Excerpt provided:
A cloaked building, indivisible from the sky

Probably not actually inhabited with any real people (other than cleaners etc.) too so very virtual indeed
 

CORP$EY

no mickey mouse ting
I quite like skyscrapers, and I like imagining people in the distant future discovering them in the wilderness and not knowing why they were built...

in reality of course they're very boring, full of offices or oligarch apartments

Still, and I feel like prince charles for saying so, I don't think we build anything as great as they built in e.g. the gothic era anymore

It's like CGI - incredibly impressive but never actually impressive.

These buildings look like they were designed and built by computers.
 

luka

Well-known member
These buildings look like they were designed and built by computers.

they sort of were. that's largely the point isnt it. it's the equivalent of electronic/computer music.
you get effects you couldnt acheive before. which is why there's an aesthetic argument for leaning into
the difference. pushing it as far as it can go. that's what i would like to see happen i think, if we are going
to have these buildings (and the alternative is to be a museum like paris)

Task instructions:
1. In the forum discussion about skyscrapers, what does luka say these buildings are the equivalent of?
2. Write out the forum discussion about skyscrapers word for word, from "no mickey mouse" up to and including "they were built...".

Given information:
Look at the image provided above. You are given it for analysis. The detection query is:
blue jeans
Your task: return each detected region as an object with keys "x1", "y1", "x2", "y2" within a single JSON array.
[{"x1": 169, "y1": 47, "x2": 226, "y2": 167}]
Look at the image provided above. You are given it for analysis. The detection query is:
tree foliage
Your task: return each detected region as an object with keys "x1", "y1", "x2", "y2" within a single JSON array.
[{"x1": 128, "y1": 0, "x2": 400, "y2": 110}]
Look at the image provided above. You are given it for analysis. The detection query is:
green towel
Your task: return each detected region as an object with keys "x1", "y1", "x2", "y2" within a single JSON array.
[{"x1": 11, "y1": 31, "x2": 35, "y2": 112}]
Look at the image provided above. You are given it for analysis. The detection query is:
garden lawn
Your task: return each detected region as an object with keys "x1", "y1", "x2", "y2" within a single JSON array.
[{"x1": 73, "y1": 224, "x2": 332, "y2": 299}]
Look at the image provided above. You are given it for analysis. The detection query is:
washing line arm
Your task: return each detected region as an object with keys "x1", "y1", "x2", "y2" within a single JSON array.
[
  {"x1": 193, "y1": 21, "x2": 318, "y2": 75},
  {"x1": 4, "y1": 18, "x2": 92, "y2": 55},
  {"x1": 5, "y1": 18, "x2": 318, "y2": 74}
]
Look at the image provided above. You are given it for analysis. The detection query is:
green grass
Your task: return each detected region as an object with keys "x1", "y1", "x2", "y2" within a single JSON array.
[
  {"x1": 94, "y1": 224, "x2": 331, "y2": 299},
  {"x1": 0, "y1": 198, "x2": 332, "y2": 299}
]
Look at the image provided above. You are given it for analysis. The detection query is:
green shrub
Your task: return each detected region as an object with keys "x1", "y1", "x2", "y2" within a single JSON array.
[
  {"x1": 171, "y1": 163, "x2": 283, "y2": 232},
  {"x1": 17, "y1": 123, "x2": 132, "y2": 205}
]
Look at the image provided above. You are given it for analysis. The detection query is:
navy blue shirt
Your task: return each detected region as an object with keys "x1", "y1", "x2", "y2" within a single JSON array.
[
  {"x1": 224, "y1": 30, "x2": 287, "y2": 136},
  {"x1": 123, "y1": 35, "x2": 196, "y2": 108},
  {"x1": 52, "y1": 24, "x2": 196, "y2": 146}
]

Solution list:
1. Electronic/computer music.

2.
no mickey mouse ting
I quite like skyscrapers, and I like imagining people in the distant future discovering them in the wilderness and not knowing why they were built...